▶ [Written task]:
Extract, word for word, the lines that open with the line containing "[locate] nutcracker figure" and close with the line containing "Target: ornate plaster ceiling", including both of those lines and nothing else.

▶ [Supplied entries]:
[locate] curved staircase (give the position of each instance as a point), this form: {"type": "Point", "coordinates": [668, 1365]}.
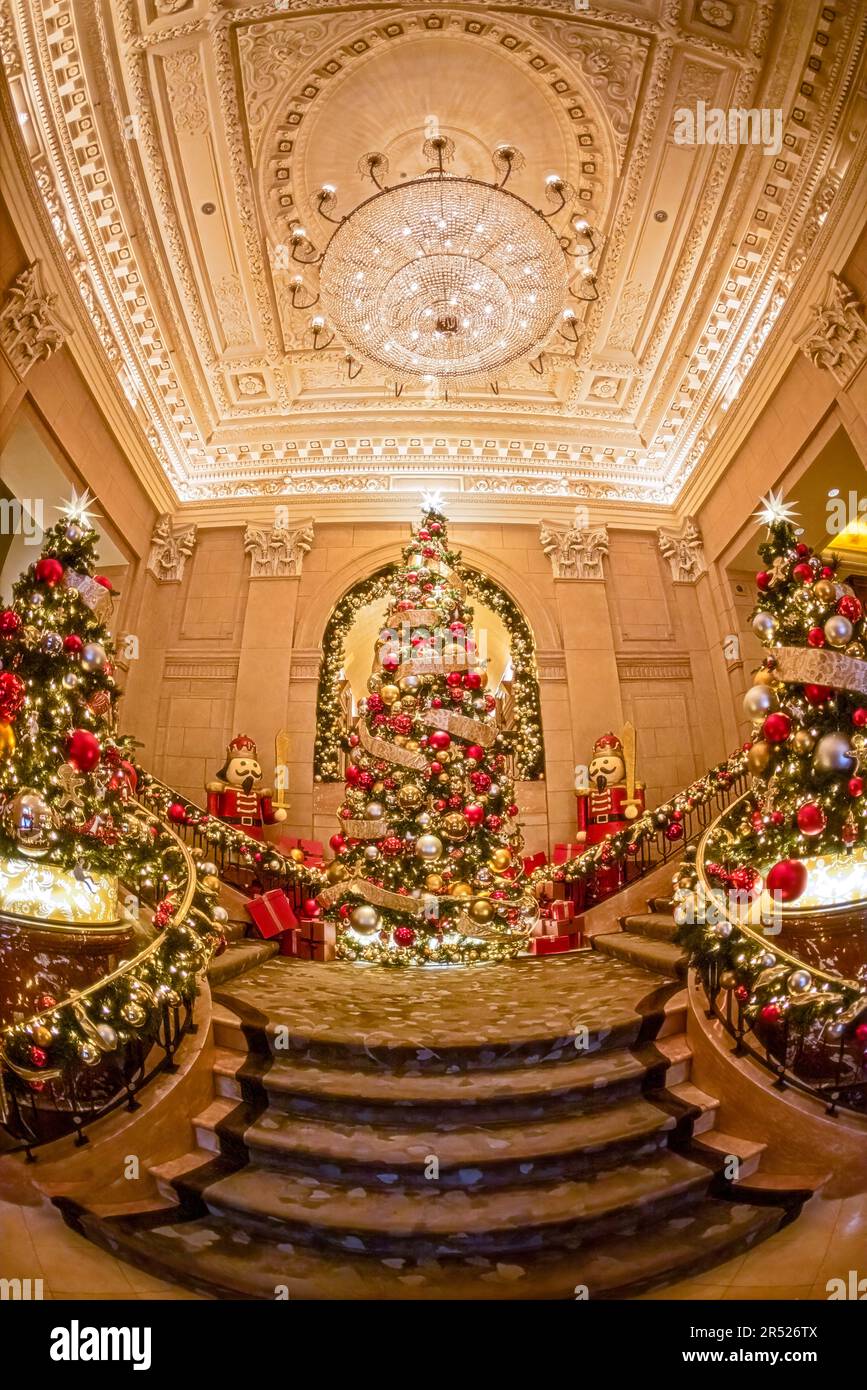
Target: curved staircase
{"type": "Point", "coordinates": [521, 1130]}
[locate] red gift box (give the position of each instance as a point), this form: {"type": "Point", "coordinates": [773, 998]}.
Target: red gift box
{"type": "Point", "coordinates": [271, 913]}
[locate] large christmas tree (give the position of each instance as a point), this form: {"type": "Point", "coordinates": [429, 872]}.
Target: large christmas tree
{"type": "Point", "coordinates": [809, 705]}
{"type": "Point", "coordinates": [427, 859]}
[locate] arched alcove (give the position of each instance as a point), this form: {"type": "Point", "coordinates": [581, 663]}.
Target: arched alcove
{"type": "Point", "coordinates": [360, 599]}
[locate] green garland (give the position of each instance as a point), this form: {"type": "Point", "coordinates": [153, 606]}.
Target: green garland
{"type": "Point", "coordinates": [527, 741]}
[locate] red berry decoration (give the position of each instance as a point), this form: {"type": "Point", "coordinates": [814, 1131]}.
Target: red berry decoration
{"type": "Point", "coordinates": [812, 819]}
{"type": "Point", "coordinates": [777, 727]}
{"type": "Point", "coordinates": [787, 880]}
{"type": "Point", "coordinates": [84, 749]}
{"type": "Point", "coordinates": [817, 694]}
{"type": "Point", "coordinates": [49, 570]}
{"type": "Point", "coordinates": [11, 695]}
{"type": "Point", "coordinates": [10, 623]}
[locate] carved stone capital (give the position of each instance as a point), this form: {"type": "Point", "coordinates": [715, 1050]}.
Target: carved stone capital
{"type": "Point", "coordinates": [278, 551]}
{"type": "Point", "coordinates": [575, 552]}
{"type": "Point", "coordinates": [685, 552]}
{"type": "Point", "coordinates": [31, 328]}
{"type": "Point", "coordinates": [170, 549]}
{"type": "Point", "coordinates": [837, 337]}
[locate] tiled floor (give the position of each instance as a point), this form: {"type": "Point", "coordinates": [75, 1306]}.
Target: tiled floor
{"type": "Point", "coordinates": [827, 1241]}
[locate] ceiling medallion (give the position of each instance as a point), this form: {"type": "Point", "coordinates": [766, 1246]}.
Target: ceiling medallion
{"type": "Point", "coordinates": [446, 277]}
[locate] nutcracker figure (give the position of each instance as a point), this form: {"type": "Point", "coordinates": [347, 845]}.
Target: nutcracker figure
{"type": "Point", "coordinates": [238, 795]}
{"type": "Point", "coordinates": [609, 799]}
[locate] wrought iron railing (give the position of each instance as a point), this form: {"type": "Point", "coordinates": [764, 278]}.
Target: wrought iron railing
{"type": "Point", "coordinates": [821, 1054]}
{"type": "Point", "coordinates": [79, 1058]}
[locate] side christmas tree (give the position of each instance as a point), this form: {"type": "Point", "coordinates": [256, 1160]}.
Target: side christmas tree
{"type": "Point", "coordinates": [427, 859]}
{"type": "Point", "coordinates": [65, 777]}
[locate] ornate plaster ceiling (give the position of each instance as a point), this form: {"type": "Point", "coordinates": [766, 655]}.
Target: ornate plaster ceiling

--

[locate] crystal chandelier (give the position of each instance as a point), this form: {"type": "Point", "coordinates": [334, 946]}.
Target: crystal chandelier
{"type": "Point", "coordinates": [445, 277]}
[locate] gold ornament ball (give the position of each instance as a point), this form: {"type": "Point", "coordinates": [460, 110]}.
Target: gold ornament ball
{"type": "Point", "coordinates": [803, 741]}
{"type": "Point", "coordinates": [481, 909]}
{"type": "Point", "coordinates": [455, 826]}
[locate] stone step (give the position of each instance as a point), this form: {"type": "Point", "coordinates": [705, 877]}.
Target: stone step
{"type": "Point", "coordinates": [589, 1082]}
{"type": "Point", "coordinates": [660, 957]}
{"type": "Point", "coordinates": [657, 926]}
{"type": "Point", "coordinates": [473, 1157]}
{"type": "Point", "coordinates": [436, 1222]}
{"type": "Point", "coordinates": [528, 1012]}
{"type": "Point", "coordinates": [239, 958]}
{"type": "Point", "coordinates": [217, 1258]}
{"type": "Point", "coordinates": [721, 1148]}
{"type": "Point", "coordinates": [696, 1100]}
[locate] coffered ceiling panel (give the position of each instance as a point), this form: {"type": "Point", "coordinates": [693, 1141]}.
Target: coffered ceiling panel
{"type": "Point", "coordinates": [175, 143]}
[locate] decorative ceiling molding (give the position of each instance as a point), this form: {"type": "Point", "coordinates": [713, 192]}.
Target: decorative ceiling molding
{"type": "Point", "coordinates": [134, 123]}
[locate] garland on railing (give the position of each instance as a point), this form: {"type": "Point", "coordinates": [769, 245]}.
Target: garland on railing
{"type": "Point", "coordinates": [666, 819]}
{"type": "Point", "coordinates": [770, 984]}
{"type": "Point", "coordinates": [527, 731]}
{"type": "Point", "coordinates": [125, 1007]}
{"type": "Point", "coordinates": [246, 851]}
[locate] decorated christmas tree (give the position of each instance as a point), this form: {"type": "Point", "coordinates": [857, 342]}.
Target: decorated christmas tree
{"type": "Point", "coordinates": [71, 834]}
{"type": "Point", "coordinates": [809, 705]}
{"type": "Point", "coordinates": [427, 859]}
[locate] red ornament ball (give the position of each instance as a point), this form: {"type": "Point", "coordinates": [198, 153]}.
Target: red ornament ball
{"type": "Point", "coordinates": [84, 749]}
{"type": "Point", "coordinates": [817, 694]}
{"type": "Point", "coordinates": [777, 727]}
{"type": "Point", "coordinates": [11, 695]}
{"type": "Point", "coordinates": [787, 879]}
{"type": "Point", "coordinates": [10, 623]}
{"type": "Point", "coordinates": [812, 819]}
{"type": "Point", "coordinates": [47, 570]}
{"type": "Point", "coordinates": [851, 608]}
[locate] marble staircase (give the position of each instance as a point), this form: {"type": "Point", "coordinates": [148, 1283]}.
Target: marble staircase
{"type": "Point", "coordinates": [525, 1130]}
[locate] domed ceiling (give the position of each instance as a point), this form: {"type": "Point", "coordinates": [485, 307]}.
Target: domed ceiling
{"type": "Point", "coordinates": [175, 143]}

▶ [Response]:
[locate] nutcracker figure (give the position of each instance as a point), this form: {"type": "Point", "coordinates": [347, 845]}.
Target: nutcracker figure
{"type": "Point", "coordinates": [238, 795]}
{"type": "Point", "coordinates": [609, 799]}
[locate] wrought iron railing (give the position of each instance as a point), this form: {"type": "Point", "coordinates": [764, 278]}.
Target: wrought iron railing
{"type": "Point", "coordinates": [821, 1054]}
{"type": "Point", "coordinates": [79, 1058]}
[locate] side christmas tree (give the position of each instance as a point), this form: {"type": "Point", "coordinates": [256, 1160]}.
Target: side christmas tree
{"type": "Point", "coordinates": [427, 859]}
{"type": "Point", "coordinates": [65, 777]}
[locate] ornate plaster ceiling (give the position of each instance as a point), this form: {"type": "Point", "coordinates": [766, 655]}.
Target: ornate plaster ceiling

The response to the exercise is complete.